■ Task to carry out: Output as a numbered list, with blank lines omitted, the rows from the line containing "Locate the grandstand" to the line containing "[0,0,230,163]", both included.

■ Entries:
==*==
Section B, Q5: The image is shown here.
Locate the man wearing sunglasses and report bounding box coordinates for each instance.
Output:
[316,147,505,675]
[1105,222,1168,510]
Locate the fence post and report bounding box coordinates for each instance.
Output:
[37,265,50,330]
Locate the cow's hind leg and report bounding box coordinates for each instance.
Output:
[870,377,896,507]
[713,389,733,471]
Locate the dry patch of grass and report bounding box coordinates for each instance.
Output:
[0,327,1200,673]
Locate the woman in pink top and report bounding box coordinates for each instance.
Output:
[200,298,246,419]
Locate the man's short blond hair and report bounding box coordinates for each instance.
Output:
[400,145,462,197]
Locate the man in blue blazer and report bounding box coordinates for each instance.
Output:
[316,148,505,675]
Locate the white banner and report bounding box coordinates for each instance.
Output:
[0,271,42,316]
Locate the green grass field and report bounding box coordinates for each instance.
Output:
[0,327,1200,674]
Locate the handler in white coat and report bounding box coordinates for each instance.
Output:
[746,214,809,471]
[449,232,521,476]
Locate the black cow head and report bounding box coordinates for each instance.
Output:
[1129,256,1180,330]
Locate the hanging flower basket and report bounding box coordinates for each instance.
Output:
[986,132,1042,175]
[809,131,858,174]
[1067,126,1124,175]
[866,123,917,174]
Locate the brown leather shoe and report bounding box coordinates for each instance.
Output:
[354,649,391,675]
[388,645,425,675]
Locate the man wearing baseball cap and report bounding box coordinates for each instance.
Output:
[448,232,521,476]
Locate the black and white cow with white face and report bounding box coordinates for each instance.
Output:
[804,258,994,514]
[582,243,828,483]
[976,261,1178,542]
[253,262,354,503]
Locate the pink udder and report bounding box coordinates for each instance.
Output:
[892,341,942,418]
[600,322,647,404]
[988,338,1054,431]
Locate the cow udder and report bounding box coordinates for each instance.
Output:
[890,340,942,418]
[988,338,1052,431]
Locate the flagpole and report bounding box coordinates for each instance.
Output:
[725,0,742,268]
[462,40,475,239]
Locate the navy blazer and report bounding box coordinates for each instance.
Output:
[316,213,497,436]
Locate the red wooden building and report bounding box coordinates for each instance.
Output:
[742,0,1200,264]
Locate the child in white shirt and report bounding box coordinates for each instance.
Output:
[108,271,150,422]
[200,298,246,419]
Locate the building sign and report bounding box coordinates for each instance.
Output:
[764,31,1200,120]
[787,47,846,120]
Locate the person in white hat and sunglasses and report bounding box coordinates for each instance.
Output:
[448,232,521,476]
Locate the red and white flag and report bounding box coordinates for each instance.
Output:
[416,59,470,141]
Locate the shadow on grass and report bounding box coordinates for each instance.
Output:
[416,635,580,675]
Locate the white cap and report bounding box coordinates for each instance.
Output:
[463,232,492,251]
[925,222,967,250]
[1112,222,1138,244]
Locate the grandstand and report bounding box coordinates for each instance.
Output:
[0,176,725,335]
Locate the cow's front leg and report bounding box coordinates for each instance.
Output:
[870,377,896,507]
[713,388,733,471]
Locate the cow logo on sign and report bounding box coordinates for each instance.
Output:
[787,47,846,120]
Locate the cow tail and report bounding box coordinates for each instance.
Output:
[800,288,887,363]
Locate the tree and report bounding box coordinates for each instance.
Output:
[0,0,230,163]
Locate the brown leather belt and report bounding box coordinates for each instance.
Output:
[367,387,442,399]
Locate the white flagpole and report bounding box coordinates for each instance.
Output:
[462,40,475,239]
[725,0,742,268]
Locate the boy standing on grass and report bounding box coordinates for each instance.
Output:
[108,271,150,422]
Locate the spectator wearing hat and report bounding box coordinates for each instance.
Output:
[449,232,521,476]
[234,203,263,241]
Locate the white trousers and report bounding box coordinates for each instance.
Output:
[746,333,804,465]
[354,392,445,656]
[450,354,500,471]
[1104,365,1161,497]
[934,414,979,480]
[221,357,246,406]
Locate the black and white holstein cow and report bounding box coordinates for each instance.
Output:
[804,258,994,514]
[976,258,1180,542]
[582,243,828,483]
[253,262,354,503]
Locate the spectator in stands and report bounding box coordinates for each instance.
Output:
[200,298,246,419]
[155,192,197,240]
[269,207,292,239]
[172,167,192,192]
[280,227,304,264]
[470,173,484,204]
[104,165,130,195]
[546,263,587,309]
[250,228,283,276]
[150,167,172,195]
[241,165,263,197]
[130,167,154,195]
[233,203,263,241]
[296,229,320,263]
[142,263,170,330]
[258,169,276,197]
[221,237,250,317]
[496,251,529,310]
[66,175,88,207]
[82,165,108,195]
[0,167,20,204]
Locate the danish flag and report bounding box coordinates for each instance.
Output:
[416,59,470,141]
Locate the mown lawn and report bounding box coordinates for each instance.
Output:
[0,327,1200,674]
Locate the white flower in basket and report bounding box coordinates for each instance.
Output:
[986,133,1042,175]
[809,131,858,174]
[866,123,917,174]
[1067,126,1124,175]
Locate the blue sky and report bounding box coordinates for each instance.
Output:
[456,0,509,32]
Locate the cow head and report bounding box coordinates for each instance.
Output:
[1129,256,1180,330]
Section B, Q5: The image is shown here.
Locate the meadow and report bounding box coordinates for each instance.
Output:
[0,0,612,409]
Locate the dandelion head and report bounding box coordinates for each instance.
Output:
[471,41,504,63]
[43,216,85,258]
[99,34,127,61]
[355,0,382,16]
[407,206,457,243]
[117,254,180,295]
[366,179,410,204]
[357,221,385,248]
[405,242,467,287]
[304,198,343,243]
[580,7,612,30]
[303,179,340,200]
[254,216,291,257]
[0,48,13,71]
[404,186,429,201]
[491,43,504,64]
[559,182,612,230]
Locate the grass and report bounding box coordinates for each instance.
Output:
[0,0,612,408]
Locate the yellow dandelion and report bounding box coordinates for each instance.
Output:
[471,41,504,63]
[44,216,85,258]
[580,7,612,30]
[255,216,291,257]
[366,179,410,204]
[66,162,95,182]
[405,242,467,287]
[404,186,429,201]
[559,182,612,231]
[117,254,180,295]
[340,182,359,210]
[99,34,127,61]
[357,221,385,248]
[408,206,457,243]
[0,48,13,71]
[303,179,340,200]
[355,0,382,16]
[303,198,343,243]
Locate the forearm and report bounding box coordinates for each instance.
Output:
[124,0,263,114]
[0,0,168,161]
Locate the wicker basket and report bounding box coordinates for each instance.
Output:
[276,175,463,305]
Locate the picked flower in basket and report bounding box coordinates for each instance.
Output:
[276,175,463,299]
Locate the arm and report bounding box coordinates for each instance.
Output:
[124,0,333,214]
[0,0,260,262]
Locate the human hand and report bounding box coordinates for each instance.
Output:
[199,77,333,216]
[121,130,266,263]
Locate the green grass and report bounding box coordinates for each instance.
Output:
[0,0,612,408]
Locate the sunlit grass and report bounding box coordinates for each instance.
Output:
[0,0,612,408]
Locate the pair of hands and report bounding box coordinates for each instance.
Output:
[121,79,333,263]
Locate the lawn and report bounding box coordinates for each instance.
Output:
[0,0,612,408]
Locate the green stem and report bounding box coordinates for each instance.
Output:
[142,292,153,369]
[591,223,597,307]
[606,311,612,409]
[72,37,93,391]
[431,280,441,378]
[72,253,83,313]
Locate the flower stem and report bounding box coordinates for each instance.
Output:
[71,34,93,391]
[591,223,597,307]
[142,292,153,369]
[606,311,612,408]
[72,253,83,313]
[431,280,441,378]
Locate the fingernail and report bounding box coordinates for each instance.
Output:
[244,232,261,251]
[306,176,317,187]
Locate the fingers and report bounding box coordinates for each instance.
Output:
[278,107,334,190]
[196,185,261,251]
==*==
■ Answer to this problem:
1. Locate the grandstand and report bounding box coordinates for each instance.
2. Output:
3. [0,176,725,335]
4. Locate the cow's front leg and report bounding box coordinates for each instance.
5. Output:
6. [870,377,896,507]
7. [713,388,733,471]
8. Locate the cow logo on sign and report bounding box coordinates for each instance.
9. Output:
10. [787,47,846,120]
11. Locate the cow tail and report bounding box coordinates for each instance.
12. Output:
13. [800,288,887,363]
14. Locate the tree and report bounding box coordinates for each instance.
15. Output:
16. [0,0,230,163]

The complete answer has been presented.